PASSAGE PROVIDED
Derek Stemple
Department of Vertebrate Development and Genetics, Wellcome Trust Sanger Institute, Cambridge, UK F1000 Faculty Member (since 12 January 2007)BIOGRAPHY
ACADEMIC POSITION:Derek is a Senior Investigator and Acting Head of Mouse and Zebrafish Genetics at the Wellcome Trust Sanger Institute
EDUCATION AND BACKGROUND:
Derek obtained his first degrees from the University of Colorado, Boulder in Applied Mathematics (BS) and Molecular, Cellular and Developmental Biology (BA).

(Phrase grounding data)
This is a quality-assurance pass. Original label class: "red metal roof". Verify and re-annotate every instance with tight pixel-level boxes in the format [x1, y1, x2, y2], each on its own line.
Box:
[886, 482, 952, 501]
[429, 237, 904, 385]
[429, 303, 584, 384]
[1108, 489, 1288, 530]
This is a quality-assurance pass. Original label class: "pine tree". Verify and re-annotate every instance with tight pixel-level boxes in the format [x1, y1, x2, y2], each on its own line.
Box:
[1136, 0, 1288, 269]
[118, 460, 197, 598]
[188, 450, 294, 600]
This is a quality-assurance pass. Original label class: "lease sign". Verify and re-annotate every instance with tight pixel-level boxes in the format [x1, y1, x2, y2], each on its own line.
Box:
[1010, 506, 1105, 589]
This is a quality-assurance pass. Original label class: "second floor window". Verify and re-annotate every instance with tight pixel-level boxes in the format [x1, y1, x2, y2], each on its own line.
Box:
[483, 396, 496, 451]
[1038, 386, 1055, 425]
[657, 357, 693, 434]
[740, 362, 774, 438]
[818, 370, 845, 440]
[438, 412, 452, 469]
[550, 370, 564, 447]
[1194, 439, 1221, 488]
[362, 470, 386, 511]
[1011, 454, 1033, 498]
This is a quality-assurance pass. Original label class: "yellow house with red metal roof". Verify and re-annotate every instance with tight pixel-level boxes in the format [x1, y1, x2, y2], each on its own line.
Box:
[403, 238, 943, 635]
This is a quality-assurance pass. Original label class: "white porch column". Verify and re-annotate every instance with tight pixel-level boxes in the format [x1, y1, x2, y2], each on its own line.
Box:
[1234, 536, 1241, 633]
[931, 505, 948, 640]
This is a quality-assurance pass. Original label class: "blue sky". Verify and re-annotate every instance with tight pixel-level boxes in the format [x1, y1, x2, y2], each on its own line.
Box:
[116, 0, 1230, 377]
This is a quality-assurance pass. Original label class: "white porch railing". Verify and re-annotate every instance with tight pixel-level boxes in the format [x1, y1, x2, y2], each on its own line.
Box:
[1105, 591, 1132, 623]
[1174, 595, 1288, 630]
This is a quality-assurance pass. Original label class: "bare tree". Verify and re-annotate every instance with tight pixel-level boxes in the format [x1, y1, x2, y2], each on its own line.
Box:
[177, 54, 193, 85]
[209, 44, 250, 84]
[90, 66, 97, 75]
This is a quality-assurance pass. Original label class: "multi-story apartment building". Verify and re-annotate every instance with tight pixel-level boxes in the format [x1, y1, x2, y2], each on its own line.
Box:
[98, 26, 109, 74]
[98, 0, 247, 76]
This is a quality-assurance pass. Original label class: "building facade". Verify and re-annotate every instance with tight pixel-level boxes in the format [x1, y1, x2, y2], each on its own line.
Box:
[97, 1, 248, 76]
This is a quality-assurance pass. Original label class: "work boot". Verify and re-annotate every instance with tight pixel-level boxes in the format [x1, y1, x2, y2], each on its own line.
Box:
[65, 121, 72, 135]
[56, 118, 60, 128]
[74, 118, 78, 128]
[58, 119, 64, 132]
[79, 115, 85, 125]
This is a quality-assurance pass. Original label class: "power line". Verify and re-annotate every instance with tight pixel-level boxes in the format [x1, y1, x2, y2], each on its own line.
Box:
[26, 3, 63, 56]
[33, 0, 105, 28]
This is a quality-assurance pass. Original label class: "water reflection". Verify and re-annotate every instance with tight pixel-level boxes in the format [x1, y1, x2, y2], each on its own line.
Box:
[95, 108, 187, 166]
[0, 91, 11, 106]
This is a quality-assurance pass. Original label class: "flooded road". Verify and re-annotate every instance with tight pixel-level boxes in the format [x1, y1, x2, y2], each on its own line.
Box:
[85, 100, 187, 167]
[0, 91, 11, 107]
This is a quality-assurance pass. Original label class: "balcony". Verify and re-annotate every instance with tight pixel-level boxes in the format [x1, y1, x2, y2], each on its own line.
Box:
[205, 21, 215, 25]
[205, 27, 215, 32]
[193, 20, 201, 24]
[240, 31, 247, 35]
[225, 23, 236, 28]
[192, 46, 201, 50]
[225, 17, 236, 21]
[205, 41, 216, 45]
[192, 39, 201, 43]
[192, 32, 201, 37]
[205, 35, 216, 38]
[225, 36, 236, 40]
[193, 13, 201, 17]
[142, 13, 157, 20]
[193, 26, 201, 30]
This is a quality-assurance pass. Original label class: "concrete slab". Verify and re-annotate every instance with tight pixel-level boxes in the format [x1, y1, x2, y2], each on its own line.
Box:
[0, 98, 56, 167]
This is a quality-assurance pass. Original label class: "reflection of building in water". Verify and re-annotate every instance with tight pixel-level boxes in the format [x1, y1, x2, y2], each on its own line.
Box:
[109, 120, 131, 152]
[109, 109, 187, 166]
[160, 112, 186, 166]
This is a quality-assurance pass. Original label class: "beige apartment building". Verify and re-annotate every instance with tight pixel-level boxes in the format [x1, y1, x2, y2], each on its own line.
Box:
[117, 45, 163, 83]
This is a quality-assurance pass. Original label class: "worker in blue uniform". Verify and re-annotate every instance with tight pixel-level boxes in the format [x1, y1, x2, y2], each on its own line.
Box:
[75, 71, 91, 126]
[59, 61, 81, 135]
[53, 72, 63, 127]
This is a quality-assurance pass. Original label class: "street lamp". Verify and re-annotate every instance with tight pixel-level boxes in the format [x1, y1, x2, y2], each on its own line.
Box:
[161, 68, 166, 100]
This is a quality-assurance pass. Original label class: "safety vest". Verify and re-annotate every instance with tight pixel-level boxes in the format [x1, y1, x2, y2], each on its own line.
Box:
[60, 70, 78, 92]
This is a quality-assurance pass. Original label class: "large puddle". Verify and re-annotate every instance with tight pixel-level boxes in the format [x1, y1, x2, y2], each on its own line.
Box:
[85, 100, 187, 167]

TASK A
Reproduce the stretch of the Derek Stemple biography from "Derek Stemple" through "Developmental Biology (BA).".
TASK B
Continue the Derek Stemple biography from where it stops.

ANSWER AREA A
Derek Stemple
Department of Vertebrate Development and Genetics, Wellcome Trust Sanger Institute, Cambridge, UK F1000 Faculty Member (since 12 January 2007)BIOGRAPHY
ACADEMIC POSITION:Derek is a Senior Investigator and Acting Head of Mouse and Zebrafish Genetics at the Wellcome Trust Sanger Institute
EDUCATION AND BACKGROUND:
Derek obtained his first degrees from the University of Colorado, Boulder in Applied Mathematics (BS) and Molecular, Cellular and Developmental Biology (BA).

ANSWER AREA B
As a postgraduate Derek worked for several years studying microtubule dynamics and mitosis with Professor J Richard McIntosh (Saxton et al. 1984; Stemple et al. 1988). He began his PhD studies in Neurobiology at the California Institute of Technology under the supervision of Professor David Anderson, which concluded with his discovery of the mammalian neural crest stem cell (Stemple and Anderson, 1992). As a Helen Hay Whitney postdoctoral fellow working with Professor Wolfgang Driever at the Massachusetts General Hospital, Derek participated in a large-scale systematic screen for mutations affecting embryogenesis in Zebrafish (Driever et al. 1996; Stemple et al. 1996). As an independent investigator at the National Institute for Medical Research, London Derek's group identified several genes important for development of the notochord (Coutinho et al. 2004; Heisenberg et al. 2000; Parsons et al. 2002; Parsons et al. 2002; Pei et al. 2007; Pollard et al. 2006; Saude et al. 2000; Stemple 2005).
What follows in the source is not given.